◆ **依頼内容**: 以下の項目をすべて、「Exercise」を「Task」に置き換えて書き直してください。それ以外の部分は一切変えない。

◆ **提供資料**:
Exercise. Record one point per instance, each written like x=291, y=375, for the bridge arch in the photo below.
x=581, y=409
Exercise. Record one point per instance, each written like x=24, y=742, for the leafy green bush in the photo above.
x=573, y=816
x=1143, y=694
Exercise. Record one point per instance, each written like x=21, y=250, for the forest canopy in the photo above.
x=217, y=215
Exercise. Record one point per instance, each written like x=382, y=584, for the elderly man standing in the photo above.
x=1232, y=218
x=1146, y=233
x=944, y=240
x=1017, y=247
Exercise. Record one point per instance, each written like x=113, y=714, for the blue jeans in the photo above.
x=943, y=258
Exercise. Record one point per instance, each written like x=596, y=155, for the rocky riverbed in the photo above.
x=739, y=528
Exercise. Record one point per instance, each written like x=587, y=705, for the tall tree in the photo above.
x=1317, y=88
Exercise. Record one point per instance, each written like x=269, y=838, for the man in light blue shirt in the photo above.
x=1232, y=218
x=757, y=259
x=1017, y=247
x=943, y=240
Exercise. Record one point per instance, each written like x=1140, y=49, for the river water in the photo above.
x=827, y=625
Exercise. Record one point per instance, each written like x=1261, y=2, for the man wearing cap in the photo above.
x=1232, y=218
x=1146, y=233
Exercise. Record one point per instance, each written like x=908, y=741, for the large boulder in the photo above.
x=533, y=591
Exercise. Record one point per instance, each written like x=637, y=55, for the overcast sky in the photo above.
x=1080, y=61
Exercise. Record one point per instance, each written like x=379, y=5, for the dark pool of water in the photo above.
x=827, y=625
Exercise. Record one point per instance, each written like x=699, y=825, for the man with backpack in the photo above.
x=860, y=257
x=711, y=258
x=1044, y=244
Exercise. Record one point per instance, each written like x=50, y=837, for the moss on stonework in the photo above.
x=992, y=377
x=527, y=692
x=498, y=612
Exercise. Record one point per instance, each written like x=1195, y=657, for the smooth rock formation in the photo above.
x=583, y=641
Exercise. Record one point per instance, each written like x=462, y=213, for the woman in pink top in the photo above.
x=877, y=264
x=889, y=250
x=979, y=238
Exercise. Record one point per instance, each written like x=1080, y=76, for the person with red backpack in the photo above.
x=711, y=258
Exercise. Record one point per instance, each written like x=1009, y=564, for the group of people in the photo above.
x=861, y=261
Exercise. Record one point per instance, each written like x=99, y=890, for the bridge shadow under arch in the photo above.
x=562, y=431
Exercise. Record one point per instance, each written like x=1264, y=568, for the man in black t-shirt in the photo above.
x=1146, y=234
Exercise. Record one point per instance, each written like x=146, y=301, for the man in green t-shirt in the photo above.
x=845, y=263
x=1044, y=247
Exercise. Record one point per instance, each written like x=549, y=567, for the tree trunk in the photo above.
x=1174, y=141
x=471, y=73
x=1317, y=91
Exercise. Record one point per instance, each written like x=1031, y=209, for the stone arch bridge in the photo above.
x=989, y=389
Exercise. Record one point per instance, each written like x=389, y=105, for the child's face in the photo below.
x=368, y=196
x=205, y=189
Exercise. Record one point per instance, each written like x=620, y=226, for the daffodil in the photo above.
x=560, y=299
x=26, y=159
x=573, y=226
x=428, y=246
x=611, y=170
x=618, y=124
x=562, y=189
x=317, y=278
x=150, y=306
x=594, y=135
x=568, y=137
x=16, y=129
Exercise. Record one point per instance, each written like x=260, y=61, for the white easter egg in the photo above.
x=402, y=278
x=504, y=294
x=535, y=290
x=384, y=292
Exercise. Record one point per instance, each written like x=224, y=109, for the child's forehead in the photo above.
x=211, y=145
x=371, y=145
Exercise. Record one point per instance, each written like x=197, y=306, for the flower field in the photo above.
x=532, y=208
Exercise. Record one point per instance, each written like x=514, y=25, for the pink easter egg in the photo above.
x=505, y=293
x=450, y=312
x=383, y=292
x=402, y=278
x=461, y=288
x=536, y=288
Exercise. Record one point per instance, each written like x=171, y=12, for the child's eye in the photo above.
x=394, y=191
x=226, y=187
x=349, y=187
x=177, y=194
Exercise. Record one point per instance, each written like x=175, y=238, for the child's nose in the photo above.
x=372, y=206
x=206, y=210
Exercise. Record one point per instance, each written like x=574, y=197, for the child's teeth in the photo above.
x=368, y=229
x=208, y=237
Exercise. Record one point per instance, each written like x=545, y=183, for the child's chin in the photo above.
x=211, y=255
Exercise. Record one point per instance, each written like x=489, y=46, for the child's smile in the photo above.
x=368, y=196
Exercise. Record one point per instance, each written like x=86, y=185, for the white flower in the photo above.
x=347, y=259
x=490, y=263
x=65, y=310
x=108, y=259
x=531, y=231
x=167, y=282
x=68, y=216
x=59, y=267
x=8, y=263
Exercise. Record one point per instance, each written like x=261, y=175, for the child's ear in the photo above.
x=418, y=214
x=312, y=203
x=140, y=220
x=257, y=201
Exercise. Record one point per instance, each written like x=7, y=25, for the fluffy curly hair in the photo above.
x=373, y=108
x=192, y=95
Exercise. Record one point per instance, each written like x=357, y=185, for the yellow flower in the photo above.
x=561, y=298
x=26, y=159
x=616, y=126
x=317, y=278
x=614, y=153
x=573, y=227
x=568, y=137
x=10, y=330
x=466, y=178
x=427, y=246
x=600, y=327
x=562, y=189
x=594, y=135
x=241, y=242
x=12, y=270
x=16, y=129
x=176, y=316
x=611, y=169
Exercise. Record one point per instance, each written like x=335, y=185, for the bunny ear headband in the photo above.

◆ **解答**:
Task. Record one point per instance, each written like x=291, y=375, for the bridge arch in the photo below.
x=581, y=409
Task. Record one point per instance, each written like x=24, y=742, for the leafy green bush in the photo above.
x=573, y=816
x=1143, y=694
Task. Record one point per instance, each written like x=21, y=250, for the forest canopy in the photo above.
x=217, y=215
Task. Record one point per instance, each written like x=382, y=584, for the elderly man standing in the photo above.
x=1232, y=218
x=1146, y=233
x=944, y=240
x=1017, y=247
Task. Record one point per instance, each written like x=113, y=714, for the blue jeans in the photo above.
x=943, y=258
Task. Record one point per instance, each written like x=596, y=155, for the rocky riverbed in the photo above.
x=739, y=528
Task. Record one point per instance, each written like x=587, y=705, for the tall tree in the photo above.
x=1317, y=88
Task. Record one point per instance, each written like x=269, y=838, for the man in light blue shirt in the photo above.
x=1232, y=218
x=757, y=259
x=1017, y=247
x=943, y=240
Task. Record one point per instance, each written like x=1140, y=49, for the river water in the photo above.
x=827, y=625
Task. Record one point per instance, each written like x=1261, y=2, for the man wearing cap in the photo above.
x=1232, y=218
x=1146, y=233
Task. Record one point per instance, each written like x=908, y=741, for the large boulder in the photo above.
x=533, y=591
Task. Record one point per instance, each written like x=637, y=55, for the overcast sky in the photo above.
x=1080, y=61
Task. Record one point per instance, each written like x=379, y=5, for the dark pool of water in the photo above.
x=827, y=625
Task. Record one point per instance, each written like x=699, y=825, for the man with backpack in the photo above.
x=860, y=257
x=711, y=258
x=1044, y=244
Task. Record one point per instance, each written like x=50, y=837, for the moss on stonework in the photo above.
x=992, y=377
x=527, y=692
x=498, y=612
Task. Record one point per instance, each written like x=1195, y=657, for the smooth rock formation in the photo above.
x=583, y=641
Task. Record one point per instance, each written like x=462, y=213, for the woman in pink top in the photo above.
x=877, y=264
x=889, y=250
x=979, y=238
Task. Record one point per instance, each written like x=1080, y=76, for the person with red backpack in the photo above.
x=711, y=258
Task. Record one point per instance, each written like x=1009, y=564, for the group of people in the photo above.
x=861, y=261
Task. Record one point per instance, each written like x=99, y=890, for the bridge shadow under arch in the photo above.
x=562, y=431
Task. Record one point per instance, each written like x=1264, y=568, for the man in black t-shirt in the photo above.
x=1146, y=234
Task. Record one point per instance, each written like x=146, y=301, for the man in green t-shirt in the photo above.
x=845, y=263
x=1044, y=247
Task. Record one point per instance, each written like x=549, y=567, for the tree trunk in the photo above.
x=1174, y=141
x=471, y=73
x=1317, y=91
Task. Record one point per instance, each written like x=1031, y=209, for the stone arch bridge in the photo above.
x=989, y=389
Task. Record one point per instance, each written like x=389, y=105, for the child's face in the photo below.
x=368, y=196
x=205, y=189
Task. Record one point per instance, each written like x=620, y=226, for the daffodil in the photo above.
x=560, y=299
x=26, y=159
x=573, y=226
x=428, y=246
x=611, y=170
x=618, y=124
x=562, y=189
x=317, y=278
x=150, y=306
x=594, y=135
x=568, y=137
x=16, y=129
Task. Record one point per instance, each written like x=260, y=61, for the white easter egg in the photo above.
x=402, y=278
x=504, y=294
x=535, y=290
x=384, y=292
Task. Record one point per instance, each written like x=224, y=109, for the child's forehead in the photo above.
x=211, y=145
x=371, y=145
Task. Record one point per instance, each written like x=197, y=306, for the flower field in the photo above.
x=532, y=208
Task. Record one point per instance, each written like x=514, y=25, for the pink easter egg in the photo above.
x=505, y=293
x=450, y=312
x=383, y=292
x=402, y=278
x=461, y=288
x=536, y=288
Task. Record one point per instance, each written like x=171, y=12, for the child's eye in the photo above.
x=394, y=191
x=226, y=187
x=349, y=187
x=177, y=194
Task. Record one point per instance, each written like x=175, y=238, for the child's nose in the photo above.
x=372, y=206
x=206, y=210
Task. Record one point per instance, each written like x=574, y=197, for the child's teeth in the photo above.
x=368, y=229
x=208, y=237
Task. Record one point per instance, each written like x=545, y=183, for the child's chin in the photo above.
x=211, y=255
Task. Record one point per instance, each written like x=489, y=46, for the child's smile in the photo above.
x=368, y=196
Task. Record one point per instance, each written like x=86, y=185, for the white flower in the photo above.
x=347, y=259
x=490, y=263
x=65, y=310
x=108, y=259
x=531, y=231
x=167, y=282
x=68, y=216
x=59, y=267
x=8, y=263
Task. Record one point per instance, each written like x=261, y=175, for the child's ear in the photo above.
x=418, y=214
x=312, y=203
x=140, y=220
x=257, y=201
Task. Record one point per instance, each written like x=7, y=25, for the fluffy curly hair in the photo above.
x=373, y=108
x=192, y=95
Task. Record one point per instance, each written like x=357, y=185, for the yellow flower in the photo above.
x=561, y=298
x=26, y=159
x=616, y=126
x=317, y=278
x=614, y=153
x=573, y=227
x=568, y=137
x=10, y=330
x=466, y=178
x=427, y=246
x=600, y=327
x=562, y=189
x=594, y=135
x=241, y=242
x=12, y=270
x=16, y=129
x=176, y=316
x=611, y=169
Task. Record one point per instance, each written like x=335, y=185, for the bunny ear headband in the photo above.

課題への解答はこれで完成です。